▶ **VORLIEGENDER TEXT**
+ + +
Seit einigen Tagen ist auch das umstrittene Drehkreuz auf dem Wanderweg zur Seceda wieder in Betrieb. Es wurde von genervten Grundbesitzern installiert, um etwas gegen den täglichen Ansturm von Touristen zu unternehmen. Verschiedenen Medien- und Blogberichten zufolge, wurden in mehreren Tälern bereits Verkehrsregelungen eingeführt – die "Besucherscharen" müssen teils frühmorgens anreisen oder auf Shuttle-Systeme umsteigen, um Trailheads und Startpunkte für Touren überhaupt zu erreichen.

Dieses Bild der Seceda wollen viele gerade selbst machen - und reisen dafür aus aller Welt nach Südtirol.
Wissenschaftlicher Weckruf
Beim Dolomites UNESCO Forum II, veranstaltet vom Eurac Center for Advanced Studies in Bozen, wurde das Thema Overtourism bereits erstmals systematisch analysiert. Ein zentraler Punkt: Die Lebensqualität der lokalen Bevölkerung leidet spürbar – sei es durch Verkehr, Lärm oder eine zunehmende Entfremdung von den eigenen Orten. "Besucherlenkung muss ganzheitlich gedacht werden", so das Fazit der beteiligten Forscher*innen. "Die Belastbarkeitsgrenze von Mensch und Natur sei teilweise schon erreicht bzw. an manchen Orten durchaus schon überschritten."
Das gilt übrigens nicht nur für Südtirol und die Dolomiten – auf den Lofoten in Norwegen ist derzeit eine ähnliche Situation entstanden (wir berichteten bereits), ebenso gibt es seit einigen Jahren rund um den Königssee im Berchtesgadener Land Probleme mit den Touristenmassen oder auf der Zugspitze, Deutschlands höchstem Gipfel. Hier wurde erst kürzlich ein zweites Gipfelkreuz errichtet, um die Gefahr von Unfällen beim "Gipfelfoto-Shooting" zu verringern und den "Verkehr" zum eigentlichen Gipfelkreuz etwas zu entlasten.
+ + +
▶ **ENTNOMMENES MATERIAL**
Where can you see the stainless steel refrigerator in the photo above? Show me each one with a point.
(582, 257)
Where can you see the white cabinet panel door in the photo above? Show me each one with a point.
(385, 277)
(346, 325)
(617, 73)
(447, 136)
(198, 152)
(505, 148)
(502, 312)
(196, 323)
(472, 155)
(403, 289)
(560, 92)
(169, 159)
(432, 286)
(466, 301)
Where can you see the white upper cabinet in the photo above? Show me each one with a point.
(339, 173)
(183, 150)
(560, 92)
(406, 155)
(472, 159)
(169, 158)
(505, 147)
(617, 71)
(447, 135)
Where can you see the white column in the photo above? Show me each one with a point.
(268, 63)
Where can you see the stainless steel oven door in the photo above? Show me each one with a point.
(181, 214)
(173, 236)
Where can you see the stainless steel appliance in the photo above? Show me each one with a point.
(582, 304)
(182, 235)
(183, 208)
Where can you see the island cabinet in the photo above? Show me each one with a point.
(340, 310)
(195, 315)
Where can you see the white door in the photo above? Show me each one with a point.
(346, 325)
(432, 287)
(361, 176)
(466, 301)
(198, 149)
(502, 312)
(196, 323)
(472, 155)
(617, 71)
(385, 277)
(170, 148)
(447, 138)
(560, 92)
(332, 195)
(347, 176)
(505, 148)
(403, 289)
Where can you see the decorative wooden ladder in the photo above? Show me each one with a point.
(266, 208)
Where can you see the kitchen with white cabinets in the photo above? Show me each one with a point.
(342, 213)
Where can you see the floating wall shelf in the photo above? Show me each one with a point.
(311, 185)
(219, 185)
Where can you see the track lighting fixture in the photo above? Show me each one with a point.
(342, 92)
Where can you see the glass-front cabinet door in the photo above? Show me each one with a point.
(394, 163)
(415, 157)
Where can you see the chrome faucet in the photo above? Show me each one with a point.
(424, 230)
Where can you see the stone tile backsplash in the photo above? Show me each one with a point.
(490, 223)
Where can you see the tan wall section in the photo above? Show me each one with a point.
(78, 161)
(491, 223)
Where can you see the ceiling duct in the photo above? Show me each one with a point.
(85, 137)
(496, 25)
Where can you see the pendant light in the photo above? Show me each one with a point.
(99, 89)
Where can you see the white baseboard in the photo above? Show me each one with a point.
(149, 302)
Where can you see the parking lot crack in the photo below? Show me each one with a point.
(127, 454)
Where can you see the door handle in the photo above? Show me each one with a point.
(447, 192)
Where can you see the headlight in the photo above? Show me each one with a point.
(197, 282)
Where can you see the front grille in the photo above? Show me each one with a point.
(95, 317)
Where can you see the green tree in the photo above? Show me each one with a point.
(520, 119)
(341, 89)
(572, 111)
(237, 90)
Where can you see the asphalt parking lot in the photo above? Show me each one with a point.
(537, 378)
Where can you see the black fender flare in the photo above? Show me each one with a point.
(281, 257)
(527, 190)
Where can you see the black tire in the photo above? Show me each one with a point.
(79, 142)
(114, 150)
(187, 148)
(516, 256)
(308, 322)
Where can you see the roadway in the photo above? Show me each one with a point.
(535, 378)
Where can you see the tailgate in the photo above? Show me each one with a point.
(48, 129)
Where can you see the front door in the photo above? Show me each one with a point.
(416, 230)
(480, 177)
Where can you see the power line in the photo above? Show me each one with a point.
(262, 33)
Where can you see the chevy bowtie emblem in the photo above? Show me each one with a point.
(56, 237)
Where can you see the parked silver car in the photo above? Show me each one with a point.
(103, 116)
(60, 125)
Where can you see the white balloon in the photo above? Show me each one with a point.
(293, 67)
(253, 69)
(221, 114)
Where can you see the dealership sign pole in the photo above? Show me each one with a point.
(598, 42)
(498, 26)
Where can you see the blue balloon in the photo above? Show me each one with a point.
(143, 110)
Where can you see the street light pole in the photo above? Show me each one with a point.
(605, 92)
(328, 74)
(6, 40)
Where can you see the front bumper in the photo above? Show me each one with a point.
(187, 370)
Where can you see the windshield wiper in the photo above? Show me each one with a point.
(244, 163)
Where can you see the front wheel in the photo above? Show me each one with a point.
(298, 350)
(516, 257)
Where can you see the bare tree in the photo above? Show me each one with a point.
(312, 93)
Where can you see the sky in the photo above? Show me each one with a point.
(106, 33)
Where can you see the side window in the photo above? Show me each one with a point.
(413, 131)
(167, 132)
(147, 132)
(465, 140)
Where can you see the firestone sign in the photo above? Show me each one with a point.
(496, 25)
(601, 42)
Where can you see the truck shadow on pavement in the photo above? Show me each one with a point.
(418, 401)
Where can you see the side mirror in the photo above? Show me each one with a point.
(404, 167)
+ + +
▶ **GESTELLTE AUFGABE 1**
Beantworte diese Fragen zum Artikel über Overtourism:
(a) Wer hat das Drehkreuz auf dem Wanderweg zur Seceda installiert?
(b) Wer hat das Dolomites UNESCO Forum II veranstaltet?
(c) Was wurde auf der Zugspitze erst kürzlich errichtet?
▶ **GESTELLTE AUFGABE 2**
Zitiere aus dem Artikel über Overtourism wörtlich die Stelle, die mit "Das gilt übrigens" anfängt und sich bis einschließlich "etwas zu entlasten." fortsetzt.
▶ **GESTELLTE AUFGABE 3**
Schreibe den Artikel über Overtourism im Anschluss an seinen letzten Satz weiter.
Die Datensätze stehen in keinem Zusammenhang mit dem Artikel über Overtourism.

▶ **RICHTIGE ANTWORT 1**
(a) Genervte Grundbesitzer haben das Drehkreuz installiert.
(b) Das Eurac Center for Advanced Studies in Bozen hat das Forum veranstaltet.
(c) Auf der Zugspitze wurde ein zweites Gipfelkreuz errichtet.

▶ **RICHTIGE ANTWORT 2**
Das gilt übrigens nicht nur für Südtirol und die Dolomiten – auf den Lofoten in Norwegen ist derzeit eine ähnliche Situation entstanden (wir berichteten bereits), ebenso gibt es seit einigen Jahren rund um den Königssee im Berchtesgadener Land Probleme mit den Touristenmassen oder auf der Zugspitze, Deutschlands höchstem Gipfel. Hier wurde erst kürzlich ein zweites Gipfelkreuz errichtet, um die Gefahr von Unfällen beim "Gipfelfoto-Shooting" zu verringern und den "Verkehr" zum eigentlichen Gipfelkreuz etwas zu entlasten.

▶ **RICHTIGE ANTWORT 3**
Erste Maßnahmen greifen
Die autonome Provinz Südtirol zieht Konsequenzen: Berichten zufolge soll es an mehreren Hotspots jetzt neue Obergrenzen und digitale Zugangssysteme geben – ähnlich wie in Venedig. Auch der Neubau touristischer Unterkünfte wurde stark eingeschränkt. Gleichzeitig fordern Alpenverein und lokale Gruppen mehr Rücksichtnahme und appellieren an die Eigenverantwortung: ein "Berg-Knigge" soll Gäste beispielsweise sensibilisieren.
Sichtbare Spuren – und Protest
Auf Instagram, facebook und Co. dokumentieren viele Outdoor-Enthusiasten seit neuestem nicht nur die Schönheit der Region, sondern auch ihre Schattenseiten: Trampelpfade neben offiziellen Wegen, überfüllte Hütten, Müll und Lärm. In den Dolomiten wird die Frustration über den Massentourismus nun also auch physisch sichtbar. Zuletzt protestierten Aktivist:innen in Gröden mit einer rot-weißen Schranke – als symbolische Grenzlinie gegen die Touristenmassen. In Bozen machten Einheimische mit Plakaten auf die ungleiche Belastung aufmerksam: Während Tourist:innen kostenfrei Bus und Bahn nutzen, zahlen Südtiroler:innen regulär – eine neue Abgabe soll für Ausgleich sorgen. Auch verbale Protestformen nehmen zu. In mehreren Orten wie St. Ulrich oder an stark frequentierten Talstationen kursieren Aufrufe für ein nachhaltigeres Tourismusmodell. Die Diskussion ist längst auch in der Landespolitik angekommen.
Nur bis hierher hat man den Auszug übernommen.